Stored data entries:
○ ○ ○ ○ ○ ○ ○

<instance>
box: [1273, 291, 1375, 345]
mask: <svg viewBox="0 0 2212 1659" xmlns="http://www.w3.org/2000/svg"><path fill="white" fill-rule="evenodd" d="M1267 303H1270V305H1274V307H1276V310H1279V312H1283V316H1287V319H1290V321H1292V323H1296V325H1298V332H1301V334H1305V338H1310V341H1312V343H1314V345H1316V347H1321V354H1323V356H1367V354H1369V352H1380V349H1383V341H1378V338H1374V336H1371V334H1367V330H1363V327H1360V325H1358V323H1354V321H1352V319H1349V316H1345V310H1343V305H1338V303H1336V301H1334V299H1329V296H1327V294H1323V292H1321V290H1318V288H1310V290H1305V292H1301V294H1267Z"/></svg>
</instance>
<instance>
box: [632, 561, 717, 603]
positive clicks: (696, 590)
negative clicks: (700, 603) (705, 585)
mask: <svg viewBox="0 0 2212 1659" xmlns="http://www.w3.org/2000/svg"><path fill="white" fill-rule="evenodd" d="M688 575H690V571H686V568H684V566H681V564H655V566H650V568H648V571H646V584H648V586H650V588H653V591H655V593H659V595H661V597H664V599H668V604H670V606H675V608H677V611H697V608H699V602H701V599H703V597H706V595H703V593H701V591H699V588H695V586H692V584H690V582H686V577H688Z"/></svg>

○ ○ ○ ○ ○ ○ ○

▸ **Exercise objective**
Could you write out all the data exactly as it is given?

▸ **Response for this exercise**
<instance>
box: [1273, 291, 1375, 345]
mask: <svg viewBox="0 0 2212 1659" xmlns="http://www.w3.org/2000/svg"><path fill="white" fill-rule="evenodd" d="M1267 303H1270V305H1274V307H1276V310H1279V312H1283V316H1287V319H1290V321H1292V323H1296V325H1298V332H1301V334H1305V338H1310V341H1312V343H1314V345H1316V347H1321V354H1323V356H1367V354H1369V352H1380V349H1383V341H1378V338H1374V336H1371V334H1367V330H1363V327H1360V325H1358V323H1354V321H1352V319H1349V316H1345V310H1343V305H1338V303H1336V301H1334V299H1329V296H1327V294H1323V292H1321V290H1318V288H1310V290H1305V292H1301V294H1267Z"/></svg>
</instance>
<instance>
box: [632, 561, 717, 603]
positive clicks: (696, 590)
negative clicks: (700, 603) (705, 585)
mask: <svg viewBox="0 0 2212 1659" xmlns="http://www.w3.org/2000/svg"><path fill="white" fill-rule="evenodd" d="M688 575H690V571H686V568H684V566H681V564H655V566H650V568H648V571H646V584H648V586H650V588H653V591H655V593H659V595H661V597H664V599H668V604H670V606H675V608H677V611H697V608H699V602H701V599H703V597H706V595H703V593H701V591H699V588H695V586H692V584H690V582H686V577H688Z"/></svg>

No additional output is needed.